[Records from a dataset]

***

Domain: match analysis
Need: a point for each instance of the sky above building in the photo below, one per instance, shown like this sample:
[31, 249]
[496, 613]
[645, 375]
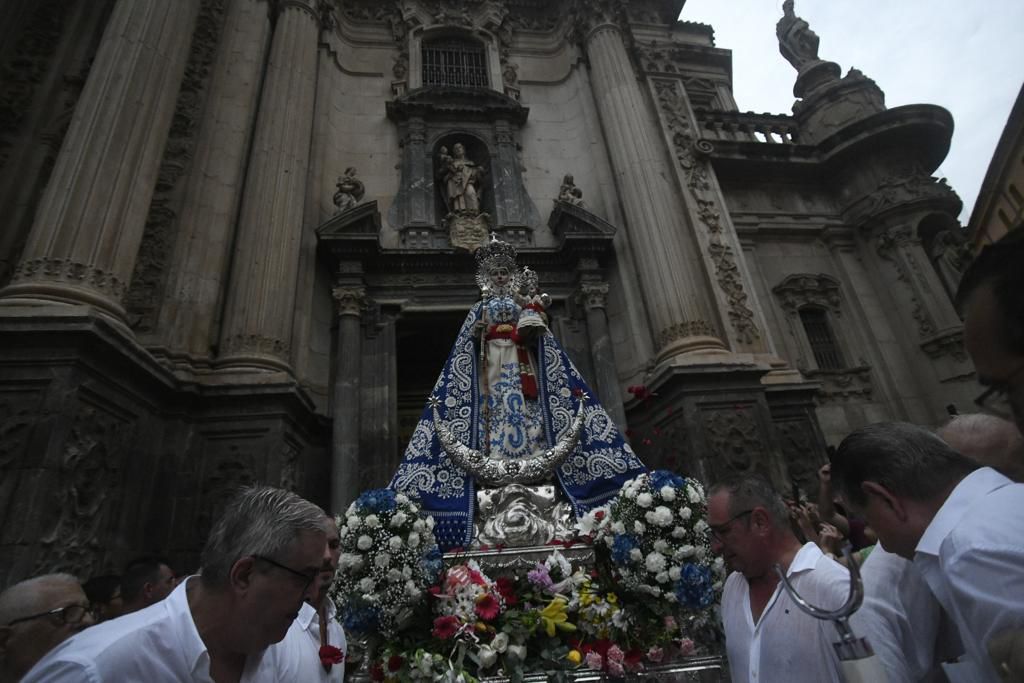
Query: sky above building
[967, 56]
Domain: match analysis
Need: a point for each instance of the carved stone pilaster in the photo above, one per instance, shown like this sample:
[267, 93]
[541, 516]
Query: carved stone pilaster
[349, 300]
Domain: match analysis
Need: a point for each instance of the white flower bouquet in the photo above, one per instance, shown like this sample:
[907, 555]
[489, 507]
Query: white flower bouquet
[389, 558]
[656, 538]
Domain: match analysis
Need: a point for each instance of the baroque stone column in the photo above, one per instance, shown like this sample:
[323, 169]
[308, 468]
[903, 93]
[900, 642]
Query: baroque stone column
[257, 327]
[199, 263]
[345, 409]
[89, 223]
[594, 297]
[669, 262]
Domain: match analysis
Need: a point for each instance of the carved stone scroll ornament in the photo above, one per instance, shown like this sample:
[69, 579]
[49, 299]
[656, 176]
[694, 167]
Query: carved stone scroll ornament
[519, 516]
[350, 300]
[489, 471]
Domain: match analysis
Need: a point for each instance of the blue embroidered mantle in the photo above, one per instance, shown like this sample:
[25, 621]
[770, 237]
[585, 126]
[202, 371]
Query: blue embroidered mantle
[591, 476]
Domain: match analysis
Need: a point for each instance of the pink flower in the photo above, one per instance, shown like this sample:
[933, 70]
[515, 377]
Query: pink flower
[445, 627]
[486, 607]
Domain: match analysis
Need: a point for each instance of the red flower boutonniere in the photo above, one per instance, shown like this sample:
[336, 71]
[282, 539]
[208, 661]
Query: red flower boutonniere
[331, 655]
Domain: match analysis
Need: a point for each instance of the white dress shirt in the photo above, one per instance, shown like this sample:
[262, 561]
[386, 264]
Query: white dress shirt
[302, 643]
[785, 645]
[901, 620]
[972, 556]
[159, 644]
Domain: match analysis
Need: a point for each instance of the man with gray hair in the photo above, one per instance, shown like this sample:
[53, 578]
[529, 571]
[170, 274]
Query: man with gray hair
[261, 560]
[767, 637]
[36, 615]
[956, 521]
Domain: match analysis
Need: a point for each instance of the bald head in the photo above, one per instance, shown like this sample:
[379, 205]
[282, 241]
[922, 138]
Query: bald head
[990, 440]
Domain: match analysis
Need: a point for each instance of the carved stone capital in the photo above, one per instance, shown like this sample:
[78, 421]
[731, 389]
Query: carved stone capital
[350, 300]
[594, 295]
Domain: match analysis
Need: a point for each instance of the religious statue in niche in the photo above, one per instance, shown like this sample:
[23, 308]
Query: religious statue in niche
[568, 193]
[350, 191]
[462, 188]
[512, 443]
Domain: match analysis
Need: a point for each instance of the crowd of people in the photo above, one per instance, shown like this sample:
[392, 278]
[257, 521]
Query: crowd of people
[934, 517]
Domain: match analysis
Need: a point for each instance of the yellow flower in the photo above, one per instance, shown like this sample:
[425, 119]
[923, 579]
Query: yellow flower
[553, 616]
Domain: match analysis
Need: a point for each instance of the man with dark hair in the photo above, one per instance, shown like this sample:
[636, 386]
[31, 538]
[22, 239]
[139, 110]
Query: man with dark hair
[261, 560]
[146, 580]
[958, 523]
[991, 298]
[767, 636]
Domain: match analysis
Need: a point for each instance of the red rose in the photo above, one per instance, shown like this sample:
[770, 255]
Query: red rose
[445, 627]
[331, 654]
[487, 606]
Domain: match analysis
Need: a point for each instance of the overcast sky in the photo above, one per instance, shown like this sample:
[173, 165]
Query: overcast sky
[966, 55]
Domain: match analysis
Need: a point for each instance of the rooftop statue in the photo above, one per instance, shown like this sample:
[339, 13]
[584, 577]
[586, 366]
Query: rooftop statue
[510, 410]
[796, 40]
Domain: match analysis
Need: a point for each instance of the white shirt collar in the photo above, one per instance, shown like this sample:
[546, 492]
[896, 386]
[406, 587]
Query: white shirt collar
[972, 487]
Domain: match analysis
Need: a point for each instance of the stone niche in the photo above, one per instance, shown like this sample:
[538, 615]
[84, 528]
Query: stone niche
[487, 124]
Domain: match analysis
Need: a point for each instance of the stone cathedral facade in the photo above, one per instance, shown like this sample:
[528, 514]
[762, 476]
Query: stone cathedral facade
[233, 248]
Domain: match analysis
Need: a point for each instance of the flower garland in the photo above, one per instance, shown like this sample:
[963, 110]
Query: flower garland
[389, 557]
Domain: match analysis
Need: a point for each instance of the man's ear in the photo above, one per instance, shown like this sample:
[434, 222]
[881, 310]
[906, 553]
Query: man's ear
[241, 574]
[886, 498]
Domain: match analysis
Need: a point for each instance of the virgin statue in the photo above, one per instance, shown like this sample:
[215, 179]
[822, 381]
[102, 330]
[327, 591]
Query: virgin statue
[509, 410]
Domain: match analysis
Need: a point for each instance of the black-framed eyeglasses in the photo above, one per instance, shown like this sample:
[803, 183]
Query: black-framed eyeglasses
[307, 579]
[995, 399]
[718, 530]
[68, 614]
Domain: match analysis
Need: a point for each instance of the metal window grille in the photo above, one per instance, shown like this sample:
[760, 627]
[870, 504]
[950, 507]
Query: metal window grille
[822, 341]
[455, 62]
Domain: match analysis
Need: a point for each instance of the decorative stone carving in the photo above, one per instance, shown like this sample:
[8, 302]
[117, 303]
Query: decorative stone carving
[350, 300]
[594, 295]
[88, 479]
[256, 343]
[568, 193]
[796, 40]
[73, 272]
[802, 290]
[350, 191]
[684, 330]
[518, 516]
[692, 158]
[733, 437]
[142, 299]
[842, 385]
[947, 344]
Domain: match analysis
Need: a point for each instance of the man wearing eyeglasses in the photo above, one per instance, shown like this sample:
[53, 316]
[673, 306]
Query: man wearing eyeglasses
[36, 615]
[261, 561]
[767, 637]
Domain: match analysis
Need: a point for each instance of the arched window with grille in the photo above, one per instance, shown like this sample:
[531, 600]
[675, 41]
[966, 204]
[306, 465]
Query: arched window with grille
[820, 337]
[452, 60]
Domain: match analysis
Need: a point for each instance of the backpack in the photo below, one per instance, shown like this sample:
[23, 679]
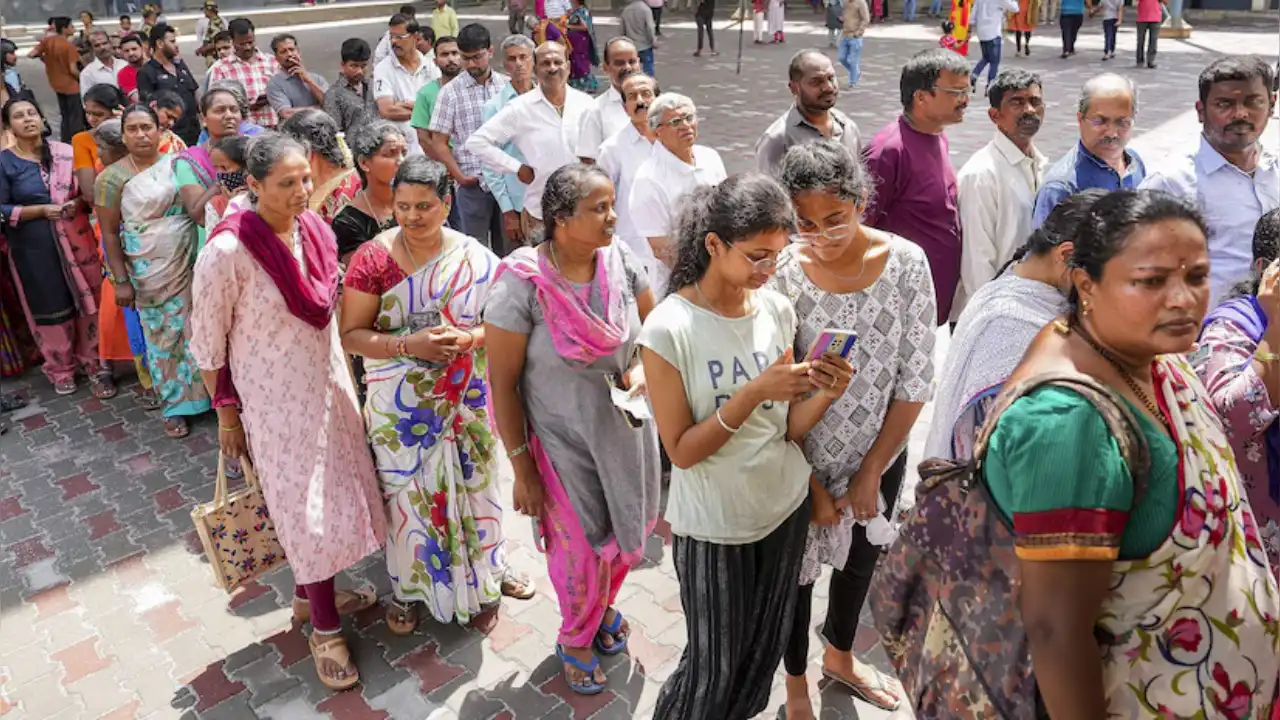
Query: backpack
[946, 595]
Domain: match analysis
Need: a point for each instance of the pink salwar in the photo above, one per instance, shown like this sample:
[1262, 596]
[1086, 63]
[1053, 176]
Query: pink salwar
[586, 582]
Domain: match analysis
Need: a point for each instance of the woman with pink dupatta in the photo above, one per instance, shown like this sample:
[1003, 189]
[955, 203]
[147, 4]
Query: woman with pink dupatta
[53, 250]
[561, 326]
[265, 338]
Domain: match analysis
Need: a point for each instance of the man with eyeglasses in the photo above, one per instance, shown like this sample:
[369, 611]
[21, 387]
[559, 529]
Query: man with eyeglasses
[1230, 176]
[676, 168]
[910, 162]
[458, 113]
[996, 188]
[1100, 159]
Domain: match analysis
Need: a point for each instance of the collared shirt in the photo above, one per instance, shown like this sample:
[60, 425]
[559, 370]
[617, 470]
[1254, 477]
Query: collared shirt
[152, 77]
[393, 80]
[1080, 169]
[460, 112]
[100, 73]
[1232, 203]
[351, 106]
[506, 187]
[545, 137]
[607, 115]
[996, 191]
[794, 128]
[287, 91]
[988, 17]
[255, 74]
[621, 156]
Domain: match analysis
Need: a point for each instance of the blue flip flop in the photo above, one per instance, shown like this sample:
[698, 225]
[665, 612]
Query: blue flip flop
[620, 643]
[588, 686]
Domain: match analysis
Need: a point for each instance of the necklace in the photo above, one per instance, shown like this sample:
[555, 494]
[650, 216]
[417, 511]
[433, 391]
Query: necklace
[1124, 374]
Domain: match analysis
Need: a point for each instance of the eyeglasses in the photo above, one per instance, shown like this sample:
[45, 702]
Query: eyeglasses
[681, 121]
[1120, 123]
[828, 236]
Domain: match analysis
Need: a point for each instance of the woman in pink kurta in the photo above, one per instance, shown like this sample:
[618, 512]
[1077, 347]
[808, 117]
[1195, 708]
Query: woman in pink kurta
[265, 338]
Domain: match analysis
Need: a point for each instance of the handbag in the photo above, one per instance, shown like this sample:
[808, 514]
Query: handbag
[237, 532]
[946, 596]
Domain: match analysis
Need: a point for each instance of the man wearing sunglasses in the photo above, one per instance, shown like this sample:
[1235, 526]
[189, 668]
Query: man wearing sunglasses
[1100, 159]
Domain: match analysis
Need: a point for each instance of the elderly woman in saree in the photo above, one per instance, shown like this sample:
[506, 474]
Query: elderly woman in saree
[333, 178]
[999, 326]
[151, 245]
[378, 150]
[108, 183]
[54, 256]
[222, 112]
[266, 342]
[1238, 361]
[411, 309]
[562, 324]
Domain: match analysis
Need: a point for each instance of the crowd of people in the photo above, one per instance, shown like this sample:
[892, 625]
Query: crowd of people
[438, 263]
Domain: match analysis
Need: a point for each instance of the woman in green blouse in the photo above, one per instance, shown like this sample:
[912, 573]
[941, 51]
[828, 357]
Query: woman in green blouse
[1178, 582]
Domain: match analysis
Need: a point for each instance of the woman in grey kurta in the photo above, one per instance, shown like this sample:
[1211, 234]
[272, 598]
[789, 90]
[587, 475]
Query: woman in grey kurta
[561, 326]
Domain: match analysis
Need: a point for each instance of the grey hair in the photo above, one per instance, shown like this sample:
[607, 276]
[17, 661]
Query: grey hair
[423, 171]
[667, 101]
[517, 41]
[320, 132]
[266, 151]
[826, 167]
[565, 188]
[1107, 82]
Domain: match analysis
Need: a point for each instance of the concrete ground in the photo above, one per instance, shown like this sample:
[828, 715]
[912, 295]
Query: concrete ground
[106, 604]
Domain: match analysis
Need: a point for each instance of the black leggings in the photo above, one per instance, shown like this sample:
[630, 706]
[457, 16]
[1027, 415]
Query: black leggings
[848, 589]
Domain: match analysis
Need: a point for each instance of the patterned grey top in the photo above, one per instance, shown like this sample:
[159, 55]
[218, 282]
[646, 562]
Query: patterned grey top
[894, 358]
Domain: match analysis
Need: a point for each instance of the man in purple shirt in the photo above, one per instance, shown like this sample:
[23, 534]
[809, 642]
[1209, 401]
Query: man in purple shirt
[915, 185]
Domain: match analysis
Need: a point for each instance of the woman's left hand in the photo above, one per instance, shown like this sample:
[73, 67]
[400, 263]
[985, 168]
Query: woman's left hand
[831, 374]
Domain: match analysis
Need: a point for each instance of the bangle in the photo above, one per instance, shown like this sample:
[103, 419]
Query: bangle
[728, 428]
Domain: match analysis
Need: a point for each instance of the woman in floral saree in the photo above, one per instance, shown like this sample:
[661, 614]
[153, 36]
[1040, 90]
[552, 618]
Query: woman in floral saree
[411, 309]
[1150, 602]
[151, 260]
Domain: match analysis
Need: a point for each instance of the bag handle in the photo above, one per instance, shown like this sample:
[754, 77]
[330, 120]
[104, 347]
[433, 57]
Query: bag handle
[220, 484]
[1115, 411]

***

WORK TO BE COMPLETED
From the entries, copy every line in which the string "below" can be found.

WRITTEN SOLUTION
Need: a point for each instance of the sky above building in the photo below, one per instance, shown like this sample:
Need: a point for each instance of the backpack in the photo below, one per instance, shown like this sample:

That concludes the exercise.